## TRECHO DO TEXTO
O conceito, elaborado pelo escritor francês George Bataille no volume de ensaios "A Literatura e o Mal", está inspirando uma nova safra de escritores no Brasil. Três deles, todos jovens gaúchos de vinte e poucos anos, estão estreando no mercado editorial depois de uma badalada passagem pela Internet.

Daniel Galera traz a público a coletânea de contos "Dentes Guardados". Daniel Pellizzari debuta com "Ovelhas que Voam se Perdem no Céu". E Marcelo Benvenutti chega às prateleiras com "Vidas Cegas". Todos chancelados pela editora independente Livros do Mal, criada no ano passado pelos dois primeiros em parceria com o designer gráfico Guilherme Pilla para escoar seus textos.

A publicação contou com apoio da FUMPROARTE, um programa de financiamento cultural da Prefeitura de Porto Alegre. Os lançamentos têm sido aclamados pela crítica como um sopro de renovação na prosa contemporânea brasileira. Antes, todos eles ostentavam prestígio como pioneiros na criação de sites de literatura na web.

Durante algumas temporadas, mantiveram colunas no Cardoso Online (COL), um dos mais interessante fanzines eletrônicos da rede, que chegou a contar com 4.800 assinantes. Há quem já tenha detectado características da linguagem prosaica e ligeira da Internet na própria escrita dos escritores, o que eles negam. Num resumo grosseiro do que já se escreveu sobre os livros, sublinhou-se que suas narrativas revelariam em comum experiências e dilemas de personagens urbanos cosmopolitas. Explorando o tema das relações amorosas na maioria dos contos de "Dentes Guardados", Daniel Galera imporia uma tônica confessional que aproximaria seus personagens do que se convencionou chamar de "literatura pop" pelas menções a bandas, filmes e livros.

Em "Ovelhas que Voam se Perdem no Céu", Daniel Pellizzari enveradaria pelos experimentalismos formais prendendo a atenção do leitor com soluções inesperadas. Já em "Vidas Cegas", Marcelo Benvenutti reuniria 70 parábolas enfeixadas em títulos como "Vida de Jonas", "A Vida De Paulo" e "A Vida dos Mortos". O sucesso dos livros já extrapola as fronteiras nacionais. Uma editora de Milão acaba de adquirir os três títulos com a promessa de traduzí-los e publicá-los na Itália ainda esse ano. No Paraná, os volumes estão à venda nas livrarias Curitiba, da Capital. Podem ser encomendados também no próprio site da editora: www.livrosdomal.org. A seguir, leia entrevista com Daniel Galera.



"Nunca enviamos nossos originais para as editoras"

## TAREFAS
(a) Liste os títulos dos livros lançados pela editora Livros do Mal citados no trecho sobre os escritores gaúchos. Informe o autor de cada um.
(b) Transcreva o trecho sobre os escritores gaúchos desde "Durante algumas temporadas, mantiveram" até "filmes e livros.".

## MATERIAL FORNECIDO
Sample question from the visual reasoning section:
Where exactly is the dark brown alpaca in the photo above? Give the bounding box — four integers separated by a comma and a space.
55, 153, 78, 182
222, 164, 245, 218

## RESPOSTAS
(a)
- "Dentes Guardados", de Daniel Galera
- "Ovelhas que Voam se Perdem no Céu", de Daniel Pellizzari
- "Vidas Cegas", de Marcelo Benvenutti

(b)
Durante algumas temporadas, mantiveram colunas no Cardoso Online (COL), um dos mais interessante fanzines eletrônicos da rede, que chegou a contar com 4.800 assinantes. Há quem já tenha detectado características da linguagem prosaica e ligeira da Internet na própria escrita dos escritores, o que eles negam. Num resumo grosseiro do que já se escreveu sobre os livros, sublinhou-se que suas narrativas revelariam em comum experiências e dilemas de personagens urbanos cosmopolitas. Explorando o tema das relações amorosas na maioria dos contos de "Dentes Guardados", Daniel Galera imporia uma tônica confessional que aproximaria seus personagens do que se convencionou chamar de "literatura pop" pelas menções a bandas, filmes e livros.